### Aufgabe 1
Gib an, wie viele Zeilen der Datensätze das Wort „blue“ enthalten. Antworte ausschließlich mit der Zahl.

### Text zum Lesen
------

| WAZ

Verantwortung : „Die, die mehr haben, müssen auch mehr geben”

Essen. Peter Klasvogt, der Direktor des katholischen Sozialinstituts Kommende in Dortmund, fordert eine Kultur der Verantwortung bei Managern und Bankern. Der Prälat sieht aber auch den Staat in der Pflicht: Er müsse den sozialen Zusammenhalt mehr fördern.

Das Jahr 2009 förderte erstaunliche Gegensätze zu Tage. Die Lebensmittelkette Kaisers kündigte einer Verkäuferin wegen der Unterschlagung eines Pfandbons im Wert von 1,30 Euro. Gleichzeitig erhielten gescheiterte Bankmanager Millionengehälter. Fehlt es der Wirtschaftselite an moralischer Kompetenz?

------

### Aufgabe 2
Aktualisiere im Artikel den Abschnitt von „Verantwortung : „Die, die“ bis „Zusammenhalt mehr fördern.“ und ersetze dabei „Prälat“ durch „Theologe“.

------

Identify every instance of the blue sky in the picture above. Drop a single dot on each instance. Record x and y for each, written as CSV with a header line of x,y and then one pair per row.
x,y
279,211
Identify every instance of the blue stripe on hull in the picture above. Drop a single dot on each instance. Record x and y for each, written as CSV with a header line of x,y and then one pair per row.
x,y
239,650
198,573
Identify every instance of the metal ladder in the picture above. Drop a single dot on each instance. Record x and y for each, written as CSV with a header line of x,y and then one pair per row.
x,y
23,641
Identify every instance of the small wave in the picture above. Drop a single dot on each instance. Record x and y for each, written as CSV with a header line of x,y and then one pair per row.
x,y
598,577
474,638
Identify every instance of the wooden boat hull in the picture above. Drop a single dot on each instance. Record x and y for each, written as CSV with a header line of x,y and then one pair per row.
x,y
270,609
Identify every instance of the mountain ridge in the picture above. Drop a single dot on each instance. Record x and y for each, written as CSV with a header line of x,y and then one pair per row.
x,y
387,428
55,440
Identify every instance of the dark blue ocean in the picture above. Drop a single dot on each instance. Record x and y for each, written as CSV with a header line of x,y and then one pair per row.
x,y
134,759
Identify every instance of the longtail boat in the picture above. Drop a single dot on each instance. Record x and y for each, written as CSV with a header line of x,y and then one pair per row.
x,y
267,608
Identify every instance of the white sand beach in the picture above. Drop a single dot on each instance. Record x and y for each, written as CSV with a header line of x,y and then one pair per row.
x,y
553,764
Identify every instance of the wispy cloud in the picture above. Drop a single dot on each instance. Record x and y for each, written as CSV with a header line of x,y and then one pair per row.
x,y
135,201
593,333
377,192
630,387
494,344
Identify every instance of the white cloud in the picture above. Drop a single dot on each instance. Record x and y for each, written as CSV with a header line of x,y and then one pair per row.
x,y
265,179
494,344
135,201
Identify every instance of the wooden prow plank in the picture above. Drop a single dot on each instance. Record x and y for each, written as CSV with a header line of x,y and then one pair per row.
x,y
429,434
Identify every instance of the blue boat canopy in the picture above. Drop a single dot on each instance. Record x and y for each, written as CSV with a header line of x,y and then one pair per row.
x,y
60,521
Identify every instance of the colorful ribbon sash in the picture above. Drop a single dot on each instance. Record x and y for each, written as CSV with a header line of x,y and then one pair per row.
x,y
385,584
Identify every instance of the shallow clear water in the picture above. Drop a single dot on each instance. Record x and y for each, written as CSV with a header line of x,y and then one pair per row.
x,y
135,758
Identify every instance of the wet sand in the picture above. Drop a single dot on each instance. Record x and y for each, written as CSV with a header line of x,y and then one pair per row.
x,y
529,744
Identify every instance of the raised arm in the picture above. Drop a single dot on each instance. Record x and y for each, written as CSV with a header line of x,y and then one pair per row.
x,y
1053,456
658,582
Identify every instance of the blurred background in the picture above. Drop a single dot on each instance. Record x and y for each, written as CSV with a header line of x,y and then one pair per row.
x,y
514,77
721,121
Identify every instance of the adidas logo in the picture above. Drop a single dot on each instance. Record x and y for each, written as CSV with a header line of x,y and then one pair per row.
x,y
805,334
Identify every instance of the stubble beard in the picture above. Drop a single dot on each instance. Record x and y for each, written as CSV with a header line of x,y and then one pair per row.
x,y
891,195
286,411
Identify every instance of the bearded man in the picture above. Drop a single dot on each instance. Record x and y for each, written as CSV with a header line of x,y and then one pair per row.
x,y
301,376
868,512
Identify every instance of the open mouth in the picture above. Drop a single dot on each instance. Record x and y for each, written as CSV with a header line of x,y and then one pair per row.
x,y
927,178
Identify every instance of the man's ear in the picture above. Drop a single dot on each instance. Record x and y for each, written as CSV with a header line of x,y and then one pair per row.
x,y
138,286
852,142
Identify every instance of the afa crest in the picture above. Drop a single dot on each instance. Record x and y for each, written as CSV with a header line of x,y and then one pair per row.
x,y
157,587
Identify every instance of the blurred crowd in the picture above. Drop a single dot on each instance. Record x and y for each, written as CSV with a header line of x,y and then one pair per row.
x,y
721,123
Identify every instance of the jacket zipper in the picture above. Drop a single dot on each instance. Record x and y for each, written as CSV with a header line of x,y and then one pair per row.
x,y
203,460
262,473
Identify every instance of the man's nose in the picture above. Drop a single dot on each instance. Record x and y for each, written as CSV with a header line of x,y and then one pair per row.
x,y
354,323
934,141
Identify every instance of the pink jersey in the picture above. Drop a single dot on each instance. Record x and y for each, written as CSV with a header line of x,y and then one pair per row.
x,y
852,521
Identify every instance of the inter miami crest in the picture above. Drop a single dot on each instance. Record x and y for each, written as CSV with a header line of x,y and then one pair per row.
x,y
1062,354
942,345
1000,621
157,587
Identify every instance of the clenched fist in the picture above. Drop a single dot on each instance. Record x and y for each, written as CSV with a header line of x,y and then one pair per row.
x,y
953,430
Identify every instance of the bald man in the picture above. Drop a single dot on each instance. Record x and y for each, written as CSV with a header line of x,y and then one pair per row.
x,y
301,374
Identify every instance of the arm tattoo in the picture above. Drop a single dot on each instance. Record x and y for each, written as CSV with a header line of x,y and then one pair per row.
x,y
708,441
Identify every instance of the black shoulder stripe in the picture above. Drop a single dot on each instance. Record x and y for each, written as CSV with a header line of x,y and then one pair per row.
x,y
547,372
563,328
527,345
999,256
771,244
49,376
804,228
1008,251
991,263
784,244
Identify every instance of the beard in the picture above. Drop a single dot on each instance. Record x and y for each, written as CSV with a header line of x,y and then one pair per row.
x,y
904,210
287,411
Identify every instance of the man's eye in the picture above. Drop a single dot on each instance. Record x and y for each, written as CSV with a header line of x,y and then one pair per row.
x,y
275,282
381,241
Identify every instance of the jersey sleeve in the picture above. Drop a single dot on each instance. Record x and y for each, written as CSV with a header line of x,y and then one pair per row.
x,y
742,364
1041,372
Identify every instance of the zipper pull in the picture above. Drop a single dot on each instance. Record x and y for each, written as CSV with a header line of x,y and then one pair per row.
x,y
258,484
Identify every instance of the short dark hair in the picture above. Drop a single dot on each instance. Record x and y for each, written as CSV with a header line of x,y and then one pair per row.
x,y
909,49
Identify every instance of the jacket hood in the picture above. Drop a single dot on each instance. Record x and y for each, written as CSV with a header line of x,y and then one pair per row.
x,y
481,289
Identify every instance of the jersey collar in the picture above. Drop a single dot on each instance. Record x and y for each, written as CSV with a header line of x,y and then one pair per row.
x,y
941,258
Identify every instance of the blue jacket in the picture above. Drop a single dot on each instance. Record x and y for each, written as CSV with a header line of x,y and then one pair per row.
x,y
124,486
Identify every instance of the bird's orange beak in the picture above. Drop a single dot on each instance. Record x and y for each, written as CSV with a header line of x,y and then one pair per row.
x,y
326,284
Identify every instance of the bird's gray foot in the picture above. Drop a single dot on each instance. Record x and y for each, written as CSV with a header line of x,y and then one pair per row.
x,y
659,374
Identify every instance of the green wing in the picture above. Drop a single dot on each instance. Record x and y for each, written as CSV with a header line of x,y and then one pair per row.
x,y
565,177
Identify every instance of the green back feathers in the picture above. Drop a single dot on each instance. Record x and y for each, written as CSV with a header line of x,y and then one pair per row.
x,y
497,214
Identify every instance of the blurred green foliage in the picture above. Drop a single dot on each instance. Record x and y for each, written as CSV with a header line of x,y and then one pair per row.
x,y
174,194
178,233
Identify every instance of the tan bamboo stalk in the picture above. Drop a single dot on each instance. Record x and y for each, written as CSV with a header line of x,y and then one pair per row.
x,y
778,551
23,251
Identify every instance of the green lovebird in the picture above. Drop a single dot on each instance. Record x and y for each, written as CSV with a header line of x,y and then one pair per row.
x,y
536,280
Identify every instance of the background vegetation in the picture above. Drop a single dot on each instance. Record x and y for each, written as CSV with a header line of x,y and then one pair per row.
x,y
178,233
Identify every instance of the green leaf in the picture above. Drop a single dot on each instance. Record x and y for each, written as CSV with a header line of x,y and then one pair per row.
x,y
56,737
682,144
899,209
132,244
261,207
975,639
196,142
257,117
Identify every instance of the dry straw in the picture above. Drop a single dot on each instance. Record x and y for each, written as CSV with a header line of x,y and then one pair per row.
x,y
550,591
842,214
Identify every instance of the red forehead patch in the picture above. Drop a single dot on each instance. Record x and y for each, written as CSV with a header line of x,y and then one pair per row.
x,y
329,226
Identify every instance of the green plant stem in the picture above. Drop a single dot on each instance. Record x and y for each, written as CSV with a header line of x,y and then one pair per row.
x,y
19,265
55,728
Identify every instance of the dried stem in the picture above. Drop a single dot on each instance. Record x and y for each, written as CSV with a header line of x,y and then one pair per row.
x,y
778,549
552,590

------

### Richtiges Ergebnis 1
5

### Richtiges Ergebnis 2
Verantwortung : „Die, die mehr haben, müssen auch mehr geben”

Essen. Peter Klasvogt, der Direktor des katholischen Sozialinstituts Kommende in Dortmund, fordert eine Kultur der Verantwortung bei Managern und Bankern. Der Theologe sieht aber auch den Staat in der Pflicht: Er müsse den sozialen Zusammenhalt mehr fördern.